Selected passage:
A year ago I published a short paper in Migration Letters. The idea was basically to examine what factors that can explain the pattern that (in most OECD-countries) immigrants have lower employment and higher unemployment than natives. Because there are almost as many theories as there are OECD countries, I used Bayesian model averaging to basically have stata run all possible regressions combining the explanatory variables (starting from row 7) below.

In the paper, the main question is how immigrants fare relative to natives, so native (un)employment is always included, whereas the other x-variables may or may not belong in the model, and the algorithm will calculate a posterior inclusion probability for each variable, and a coefficient for the variable when included.
The main result is that the share of the labor market covered by collective bargaining agreements does far better than other variables, especially for explaining unemployment among immigrants. Based on the bma-results, I discovered the following very simple model for explaining unemployment among immigrants in OECD:


In words: A model containing unemployment rate for natives and the share of the labor market that is covered by collective bargaining agreements can explain 73% of the variation in immigrant unemployment in a cross-section of OECD-countries. 10 pcu higher collective bargaining coverage is associated with 0.9 pcu higher immigrant unemployment rate.
Some have asked me if the same variables explain immigrants' labor market outcomes without controlling for natives' labormarket unemployment. In Sweden, immigrants have relatively high employment compared to other countries, but the gap between immigrant and natives is much larger in Sweden than in most other countries.
While I believe that analyzing the gap between immigrants and natives is a more appropriate research question for the method and the variables tested, it is easy to apply the bayesian algorithm to the same data without controlling for natives (un)employment. For those who are curious, the results are shown below. As explained in the paper, I test two sample sizes (with 21 and 25 countries) because some x-variables are available for relatively few countries. The variables are ranked according to posterior inclusion probability (pip), and before that the coefficient is shown.

Stated task 1: Can you turn the records below into a JSON list of strings, one string per line, with blank lines and the pictures left out?

Supplied material:
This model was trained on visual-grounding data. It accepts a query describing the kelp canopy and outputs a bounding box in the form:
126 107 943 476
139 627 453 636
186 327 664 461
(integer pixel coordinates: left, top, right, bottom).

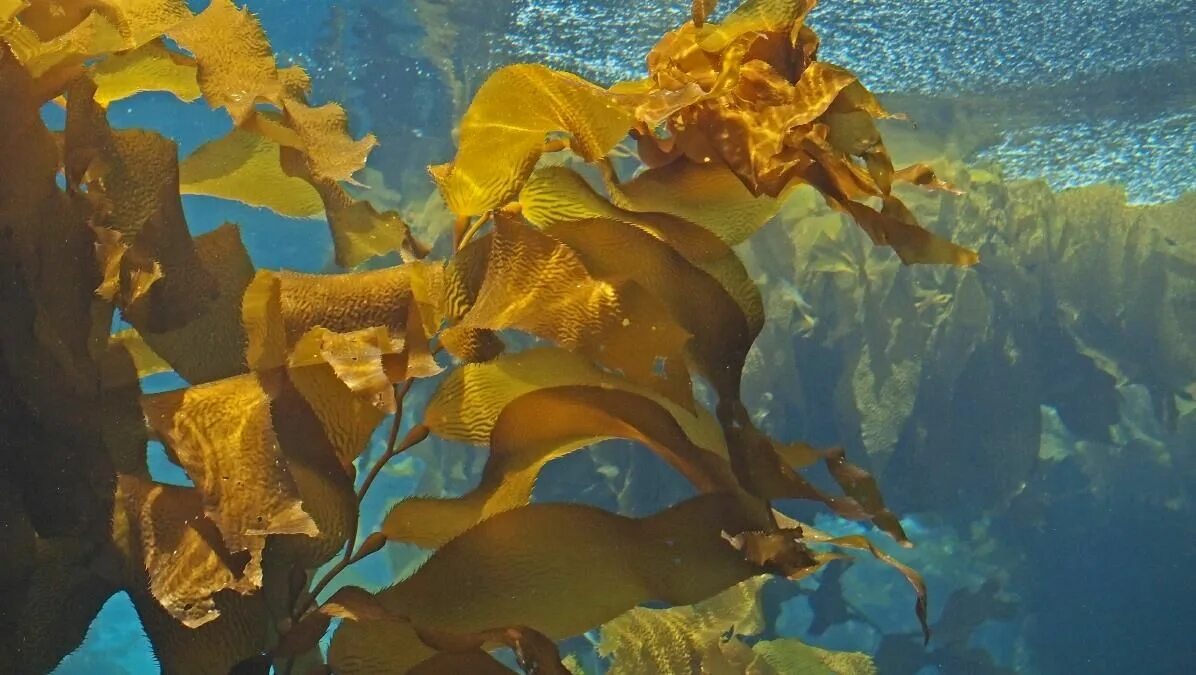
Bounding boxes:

Stated task 2: Can you set down, word for word, the part of the post on immigrant unemployment between "The main result" and "immigrant unemployment rate.", inclusive?

Response 1:
[
  "This model was trained on visual-grounding data. It accepts a query describing the kelp canopy and outputs a bounding box in the form:",
  "126 107 943 476",
  "139 627 453 636",
  "186 327 664 461",
  "(integer pixel coordinates: left, top, right, bottom).",
  "Bounding boxes:"
]

Response 2:
The main result is that the share of the labor market covered by collective bargaining agreements does far better than other variables, especially for explaining unemployment among immigrants. Based on the bma-results, I discovered the following very simple model for explaining unemployment among immigrants in OECD:


In words: A model containing unemployment rate for natives and the share of the labor market that is covered by collective bargaining agreements can explain 73% of the variation in immigrant unemployment in a cross-section of OECD-countries. 10 pcu higher collective bargaining coverage is associated with 0.9 pcu higher immigrant unemployment rate.